- SUPPLIED PASSAGE -
'''

Why is the total amount of RAM only 426MB?

Why does Debian only shows that there’s 426MB of RAM available in the 512MB version?

For the same reason why your cellphone does the exact same thing… it is allocated elsewhere.

Great response. I’ve did my research and it’s not normal that 20% is allocated to somewhere else.

I’ve noticed your responses on this forum are mostly not helping people. Why are you even responding? Do you know how to fix this problem, then please tell me. But there’s no need to be acting like a smart guy and come up with responses like these.

Anybody from the team that has an answer to this? Going from 512 to 426 is quite a big difference :frowning:

It is and ALWAYS HAS been absolutely normal. 100% of all cell phones allocate a large chunk of memory to several other peripherals. In fact, it is a lot more allocated away from the kernel on phones, which have something called a MODEM that is used to connect to cellular networks.

Other examples;
Graphics processor,
Various DSP’s, including AUDIO,
Hardware cryptography block.

These parts all are allocated some RAM.

As for going from 512 to 426 being a “big difference”. No. It isn’t.
HTC Dream, for example (2008), had 192 MB RAM, yet only 96 MB was available to the kernel. That’s HALF OF IT.

If you want to see how much YOUR phone allocates away, then type “free -m” into its terminal and compare that to the specifications. A 4 GB phone will read about 3.6 GB total memory to Linux. That means that it allocates about 400 MB away.

'''

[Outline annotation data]
'''

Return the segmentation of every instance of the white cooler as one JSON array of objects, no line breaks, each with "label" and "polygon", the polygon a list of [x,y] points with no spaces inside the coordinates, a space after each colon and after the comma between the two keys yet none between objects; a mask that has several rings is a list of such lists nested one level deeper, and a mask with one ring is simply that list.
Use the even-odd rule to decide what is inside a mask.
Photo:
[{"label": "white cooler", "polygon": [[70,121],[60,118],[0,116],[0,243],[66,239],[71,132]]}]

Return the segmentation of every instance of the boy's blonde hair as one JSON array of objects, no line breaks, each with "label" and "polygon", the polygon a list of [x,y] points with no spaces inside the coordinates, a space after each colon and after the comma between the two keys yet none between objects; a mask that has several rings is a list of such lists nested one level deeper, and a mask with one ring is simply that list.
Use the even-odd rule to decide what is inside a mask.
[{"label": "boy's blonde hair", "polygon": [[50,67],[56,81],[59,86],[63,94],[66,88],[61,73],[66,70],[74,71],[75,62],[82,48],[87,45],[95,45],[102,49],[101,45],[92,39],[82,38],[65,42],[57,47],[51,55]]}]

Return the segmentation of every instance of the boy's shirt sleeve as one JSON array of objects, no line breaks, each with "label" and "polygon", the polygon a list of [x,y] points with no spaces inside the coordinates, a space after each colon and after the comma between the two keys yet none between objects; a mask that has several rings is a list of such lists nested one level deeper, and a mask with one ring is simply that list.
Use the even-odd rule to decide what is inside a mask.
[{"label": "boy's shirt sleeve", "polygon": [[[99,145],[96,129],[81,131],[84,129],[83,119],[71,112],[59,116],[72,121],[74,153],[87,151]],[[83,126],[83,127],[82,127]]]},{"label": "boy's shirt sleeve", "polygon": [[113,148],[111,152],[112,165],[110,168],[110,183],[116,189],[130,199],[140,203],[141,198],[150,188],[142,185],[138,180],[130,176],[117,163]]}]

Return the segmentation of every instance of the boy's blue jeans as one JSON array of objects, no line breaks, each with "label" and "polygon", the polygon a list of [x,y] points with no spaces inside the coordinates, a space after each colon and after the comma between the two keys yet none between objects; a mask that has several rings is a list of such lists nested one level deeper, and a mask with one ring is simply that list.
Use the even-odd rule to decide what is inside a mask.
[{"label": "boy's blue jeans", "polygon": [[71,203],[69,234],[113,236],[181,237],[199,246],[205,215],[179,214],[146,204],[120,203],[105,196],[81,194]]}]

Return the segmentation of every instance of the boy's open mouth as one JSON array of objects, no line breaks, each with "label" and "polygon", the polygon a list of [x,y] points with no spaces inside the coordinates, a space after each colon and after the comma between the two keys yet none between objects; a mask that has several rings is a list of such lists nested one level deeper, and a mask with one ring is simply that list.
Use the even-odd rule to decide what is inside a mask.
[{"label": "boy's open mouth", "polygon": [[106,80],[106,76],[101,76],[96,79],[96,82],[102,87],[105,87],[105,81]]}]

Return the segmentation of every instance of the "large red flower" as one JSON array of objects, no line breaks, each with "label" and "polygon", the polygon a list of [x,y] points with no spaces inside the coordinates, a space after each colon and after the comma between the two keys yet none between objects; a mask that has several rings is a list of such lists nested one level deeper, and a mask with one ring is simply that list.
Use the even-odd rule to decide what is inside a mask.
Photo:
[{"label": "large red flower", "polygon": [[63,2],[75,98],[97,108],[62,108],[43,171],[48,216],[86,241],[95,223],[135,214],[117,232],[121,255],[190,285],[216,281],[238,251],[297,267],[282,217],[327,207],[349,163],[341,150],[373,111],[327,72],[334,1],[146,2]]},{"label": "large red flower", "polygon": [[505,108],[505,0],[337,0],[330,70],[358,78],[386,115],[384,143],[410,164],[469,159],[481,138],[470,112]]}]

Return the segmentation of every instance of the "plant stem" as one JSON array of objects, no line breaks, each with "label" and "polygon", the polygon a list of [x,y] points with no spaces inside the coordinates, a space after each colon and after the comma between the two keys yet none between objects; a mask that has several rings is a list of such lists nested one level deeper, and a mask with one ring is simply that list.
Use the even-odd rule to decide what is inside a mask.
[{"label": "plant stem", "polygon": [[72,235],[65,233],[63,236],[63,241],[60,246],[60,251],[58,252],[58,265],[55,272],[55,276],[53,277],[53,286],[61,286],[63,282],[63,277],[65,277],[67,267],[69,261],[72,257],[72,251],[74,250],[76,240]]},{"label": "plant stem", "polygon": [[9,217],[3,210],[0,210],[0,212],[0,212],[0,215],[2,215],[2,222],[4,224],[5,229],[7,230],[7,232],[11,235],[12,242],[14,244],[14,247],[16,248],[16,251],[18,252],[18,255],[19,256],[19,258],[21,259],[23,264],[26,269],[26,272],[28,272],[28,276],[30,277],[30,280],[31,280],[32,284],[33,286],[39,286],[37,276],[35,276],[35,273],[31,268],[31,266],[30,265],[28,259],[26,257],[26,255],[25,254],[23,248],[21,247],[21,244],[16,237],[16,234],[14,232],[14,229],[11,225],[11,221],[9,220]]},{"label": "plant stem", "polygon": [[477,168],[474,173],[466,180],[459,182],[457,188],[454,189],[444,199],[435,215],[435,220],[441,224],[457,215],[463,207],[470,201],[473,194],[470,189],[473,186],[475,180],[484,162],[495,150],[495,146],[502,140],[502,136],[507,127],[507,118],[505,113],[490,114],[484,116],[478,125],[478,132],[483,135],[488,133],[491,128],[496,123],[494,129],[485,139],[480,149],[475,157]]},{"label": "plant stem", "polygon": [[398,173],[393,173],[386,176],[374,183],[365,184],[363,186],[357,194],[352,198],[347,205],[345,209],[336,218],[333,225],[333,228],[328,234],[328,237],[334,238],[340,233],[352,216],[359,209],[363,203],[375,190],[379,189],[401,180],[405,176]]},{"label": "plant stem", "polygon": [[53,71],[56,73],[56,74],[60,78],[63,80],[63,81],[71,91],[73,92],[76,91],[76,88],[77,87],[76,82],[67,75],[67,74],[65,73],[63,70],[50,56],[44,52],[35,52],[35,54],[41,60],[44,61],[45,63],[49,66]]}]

'''

- ACTIONS TO TAKE -
1. According to the forum thread about RAM, how much RAM did the HTC Dream have, and how much of it was available to the kernel?
2. Carry on the forum thread about RAM from its last post onward.
The data stands apart from the forum thread about RAM.

- RESULTS IN ORDER -
1. It had 192 MB of RAM, and only 96 MB was available to the kernel.

2.
Now as far as your hostility goes, I give one free pass. The fact that you don’t LIKE the answer I gave you does not make it wrong. So please, if you don’t like truth, then screw off.

Thanks for your replies. But what an attitude… :face_vomiting:

I am just wondering where my 1G memory gone on my Linux desktop. :open_mouth:

free -h
              total        used        free      shared  buff/cache   available
Mem:            15G        5.0G        2.8G         42M        7.7G          9G
Swap:          3.9G         32M        3.9G

Really funny. I was just wondering if it’s possible to change settings so to get more memory available. Maybe by compiling a new kernel and disabling features?

It’s very disappointing to see an admin replying like this.

Linux is a community project. No one on this plane has all the answers. When you will get that, you will not insist in such questions. It could be possible to give you that info, but you don’t lead Radxa or Rockchip R&D, right? There are so many other far more important questions to be researched and solved before this one … which is not important and it might not be solved just by adding a parameter (like elsewhere). Perhaps those values are hard-coded and would need some code changes that this it would become adjustable. If that is possible at all.

Hire someone to research/“fix” your request if this bothers you that much and leave technical staff doing the important.

“just wondering” can sometimes lead to a million dollar questions.

No offence.

lol… You could’ve just answered with one sentence. No need to lecture me. Funny that it seems some questions here are not allowed to be asked.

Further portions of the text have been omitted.